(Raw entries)
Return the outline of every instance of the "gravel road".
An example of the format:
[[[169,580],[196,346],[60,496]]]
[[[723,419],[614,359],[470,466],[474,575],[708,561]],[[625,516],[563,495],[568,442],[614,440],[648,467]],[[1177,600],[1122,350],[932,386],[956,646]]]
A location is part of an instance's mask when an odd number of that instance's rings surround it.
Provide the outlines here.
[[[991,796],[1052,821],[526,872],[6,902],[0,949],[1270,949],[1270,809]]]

_Instruction_
Reproduce every line of the entries above as a numbered list, omitting any blank lines.

_Solution for this problem_
1. Return the outline of every instance of the "gravel road".
2. An example of the format:
3. [[[169,580],[196,346],[60,496]]]
4. [[[723,419],[614,359],[470,466],[474,575],[708,561]],[[625,516],[563,495],[568,442],[614,440],[648,467]],[[1177,600],[1122,350],[932,386],[956,646]]]
5. A location is part of an instance's mask when an odd number of that instance's rings surround it.
6. Provide the outlines here.
7. [[[991,796],[1052,821],[526,872],[6,902],[0,949],[1270,949],[1270,809]]]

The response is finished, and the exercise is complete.